| Auszug |
Ein Team des Leibniz-Institut zur Analyse des Biodiversitätswandels (LIB) hat Tutorials veröffentlicht, mit deren Hilfe Sammlungsdaten naturkundlicher Museen per Smartphone schnell und kosteneffizient ausgelesen werden können. Die Forschenden leisten damit einen wichtigen Beitrag zur schnelleren Digitalisierung der Sammlungen von diesen Forschungseinrichtungen.
In diesen Archiven von Biodiversität in Raum und Zeit wird eine enorme Menge an potenziellem Wissen aufbewahrt. Doch nur ein kleiner Teil der Informationsdaten zu unserer Biodiversität ist vollständig erschlossen und steht der globalen Forschung digital zur Verfügung.
Derzeit gibt es weltweit große Anstrengungen, naturkundliche Sammlungen mitsamt den dazugehörigen Objektinformationen und Metadaten zu digitalisieren. Rund um den Globus sterben aufgrund von Naturzerstörung und des Klimawandels massenhaft Arten aus, ohne dass sie überhaupt wissenschaftlich beschrieben wurden.
Angesichts dieser Biodiversitätskrise wird die globale Vernetzung des Artenwissens immer drängender. Doch nur 16 Prozent der 1,1 Milliarden Objekte, die in den 73 größten Naturkundemuseen der Welt bewahrt werden, verfügen über digital auffindbare Datensätze - wie erst kürzlich eine Studie im Fachmagazin Science öffentlich gemacht hat.
Bei der Digitalisierung spielt die automatische Erfassung von Insekten-Etikettendaten eine zentrale Rolle. Die Schrift ihrer Etiketten misst nur wenige Millimeter. Für das Einlesen dieser Etiketten waren bislang eine teure technische Ausstattung und speziell geschultes Personal nötig.

| Gespeicherte Daten |
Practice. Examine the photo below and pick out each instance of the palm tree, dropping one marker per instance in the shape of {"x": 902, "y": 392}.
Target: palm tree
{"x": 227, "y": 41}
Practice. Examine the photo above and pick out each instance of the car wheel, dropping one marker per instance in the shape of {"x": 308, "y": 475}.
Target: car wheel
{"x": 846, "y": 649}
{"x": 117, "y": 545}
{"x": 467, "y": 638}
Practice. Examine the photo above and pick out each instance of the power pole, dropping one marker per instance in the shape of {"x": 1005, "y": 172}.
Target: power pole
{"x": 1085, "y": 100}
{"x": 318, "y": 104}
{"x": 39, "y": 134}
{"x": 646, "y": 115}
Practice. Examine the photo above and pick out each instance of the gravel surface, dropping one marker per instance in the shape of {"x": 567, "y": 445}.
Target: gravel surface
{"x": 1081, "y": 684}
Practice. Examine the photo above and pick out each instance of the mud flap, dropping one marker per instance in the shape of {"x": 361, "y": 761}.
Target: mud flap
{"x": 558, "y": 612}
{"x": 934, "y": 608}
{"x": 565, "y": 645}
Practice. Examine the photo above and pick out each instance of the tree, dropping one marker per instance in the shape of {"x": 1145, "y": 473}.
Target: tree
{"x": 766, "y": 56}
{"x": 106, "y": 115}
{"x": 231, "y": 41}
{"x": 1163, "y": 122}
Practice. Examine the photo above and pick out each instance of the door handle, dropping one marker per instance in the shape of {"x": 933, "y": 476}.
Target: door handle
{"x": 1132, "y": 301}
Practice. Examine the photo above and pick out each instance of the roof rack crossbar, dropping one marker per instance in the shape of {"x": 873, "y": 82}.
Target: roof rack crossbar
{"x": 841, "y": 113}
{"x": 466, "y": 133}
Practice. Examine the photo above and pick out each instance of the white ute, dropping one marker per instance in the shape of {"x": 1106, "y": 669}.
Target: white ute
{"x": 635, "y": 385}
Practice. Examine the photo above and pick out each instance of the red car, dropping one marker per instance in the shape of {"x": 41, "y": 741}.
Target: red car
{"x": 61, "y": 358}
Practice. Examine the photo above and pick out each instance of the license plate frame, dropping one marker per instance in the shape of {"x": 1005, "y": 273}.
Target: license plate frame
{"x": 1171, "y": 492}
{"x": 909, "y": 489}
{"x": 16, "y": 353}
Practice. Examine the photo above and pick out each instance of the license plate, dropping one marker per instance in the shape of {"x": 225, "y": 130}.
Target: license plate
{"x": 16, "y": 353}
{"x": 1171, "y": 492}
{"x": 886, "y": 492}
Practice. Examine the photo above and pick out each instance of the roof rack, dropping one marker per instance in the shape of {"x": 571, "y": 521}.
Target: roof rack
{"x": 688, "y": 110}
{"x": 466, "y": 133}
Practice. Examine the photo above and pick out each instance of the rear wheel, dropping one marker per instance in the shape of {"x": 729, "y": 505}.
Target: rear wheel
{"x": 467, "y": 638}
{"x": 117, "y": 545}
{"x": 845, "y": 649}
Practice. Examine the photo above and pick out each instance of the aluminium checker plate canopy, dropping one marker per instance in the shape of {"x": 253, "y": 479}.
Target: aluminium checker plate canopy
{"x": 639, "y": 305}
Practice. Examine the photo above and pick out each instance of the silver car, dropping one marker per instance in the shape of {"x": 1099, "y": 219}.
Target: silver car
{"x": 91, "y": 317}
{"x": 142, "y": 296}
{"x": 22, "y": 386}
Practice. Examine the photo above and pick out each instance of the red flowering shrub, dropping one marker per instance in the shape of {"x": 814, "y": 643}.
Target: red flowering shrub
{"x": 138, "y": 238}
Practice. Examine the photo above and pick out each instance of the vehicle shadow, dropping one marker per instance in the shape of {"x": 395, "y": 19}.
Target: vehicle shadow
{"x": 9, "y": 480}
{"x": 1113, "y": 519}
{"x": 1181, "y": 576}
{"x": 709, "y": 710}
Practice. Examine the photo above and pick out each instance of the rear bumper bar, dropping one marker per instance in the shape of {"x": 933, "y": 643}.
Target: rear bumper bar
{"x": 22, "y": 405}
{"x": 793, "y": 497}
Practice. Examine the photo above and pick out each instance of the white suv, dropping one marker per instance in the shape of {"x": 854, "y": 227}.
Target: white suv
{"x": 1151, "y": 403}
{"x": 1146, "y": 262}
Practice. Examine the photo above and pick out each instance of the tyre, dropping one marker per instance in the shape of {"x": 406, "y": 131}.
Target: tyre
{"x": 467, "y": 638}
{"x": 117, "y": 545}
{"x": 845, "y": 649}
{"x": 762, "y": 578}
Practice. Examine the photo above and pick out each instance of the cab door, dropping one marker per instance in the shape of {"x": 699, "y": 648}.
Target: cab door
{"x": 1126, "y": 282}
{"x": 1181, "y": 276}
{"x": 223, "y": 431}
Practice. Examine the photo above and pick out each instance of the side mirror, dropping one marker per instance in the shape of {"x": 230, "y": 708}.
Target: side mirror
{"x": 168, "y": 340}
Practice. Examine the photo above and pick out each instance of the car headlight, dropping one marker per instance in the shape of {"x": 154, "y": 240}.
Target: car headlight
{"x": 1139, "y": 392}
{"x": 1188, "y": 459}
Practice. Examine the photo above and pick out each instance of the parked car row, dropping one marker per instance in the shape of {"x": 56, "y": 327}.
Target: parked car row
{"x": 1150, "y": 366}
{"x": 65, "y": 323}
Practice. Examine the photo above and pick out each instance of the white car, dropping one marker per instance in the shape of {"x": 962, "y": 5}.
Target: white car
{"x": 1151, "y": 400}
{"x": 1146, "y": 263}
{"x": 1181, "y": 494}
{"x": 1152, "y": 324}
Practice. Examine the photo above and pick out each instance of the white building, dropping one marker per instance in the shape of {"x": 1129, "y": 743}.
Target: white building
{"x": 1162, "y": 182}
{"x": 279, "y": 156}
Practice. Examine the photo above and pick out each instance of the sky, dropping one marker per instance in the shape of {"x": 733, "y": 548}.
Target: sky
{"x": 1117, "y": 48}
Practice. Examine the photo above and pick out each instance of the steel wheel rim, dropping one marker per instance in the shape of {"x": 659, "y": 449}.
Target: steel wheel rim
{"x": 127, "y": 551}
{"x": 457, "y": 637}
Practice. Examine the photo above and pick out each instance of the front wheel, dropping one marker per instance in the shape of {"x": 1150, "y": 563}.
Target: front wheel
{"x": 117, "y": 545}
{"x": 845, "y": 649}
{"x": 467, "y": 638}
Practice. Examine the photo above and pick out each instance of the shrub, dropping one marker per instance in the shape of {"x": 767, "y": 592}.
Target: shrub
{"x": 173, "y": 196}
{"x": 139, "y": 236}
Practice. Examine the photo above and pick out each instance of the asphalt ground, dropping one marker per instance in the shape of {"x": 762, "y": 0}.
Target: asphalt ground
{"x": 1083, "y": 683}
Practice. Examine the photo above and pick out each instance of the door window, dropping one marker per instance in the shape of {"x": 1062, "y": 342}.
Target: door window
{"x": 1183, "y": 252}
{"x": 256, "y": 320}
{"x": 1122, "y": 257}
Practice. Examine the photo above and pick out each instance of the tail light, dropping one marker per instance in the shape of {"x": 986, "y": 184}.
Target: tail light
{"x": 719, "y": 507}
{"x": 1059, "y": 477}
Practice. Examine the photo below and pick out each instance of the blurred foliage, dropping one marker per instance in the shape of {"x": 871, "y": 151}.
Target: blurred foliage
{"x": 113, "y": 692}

| Ziel |
Stimmen diese Aussagen mit dem Auszug überein? (a) Nur 16 Prozent der Objekte in den 73 größten Naturkundemuseen der Welt haben digital auffindbare Datensätze. (b) Die Schrift auf Insekten-Etiketten misst einige Zentimeter. (c) Für das Einlesen solcher Etiketten genügte bisher eine einfache Ausstattung ohne geschultes Personal. Antworte jeweils mit Ja oder Nein und zitiere die entscheidenden Worte wörtlich.

| Antwort |
(a) Ja: „Doch nur 16 Prozent der 1,1 Milliarden Objekte, die in den 73 größten Naturkundemuseen der Welt bewahrt werden, verfügen über digital auffindbare Datensätze“
(b) Nein: „Die Schrift ihrer Etiketten misst nur wenige Millimeter.“
(c) Nein: „Für das Einlesen dieser Etiketten waren bislang eine teure technische Ausstattung und speziell geschultes Personal nötig.“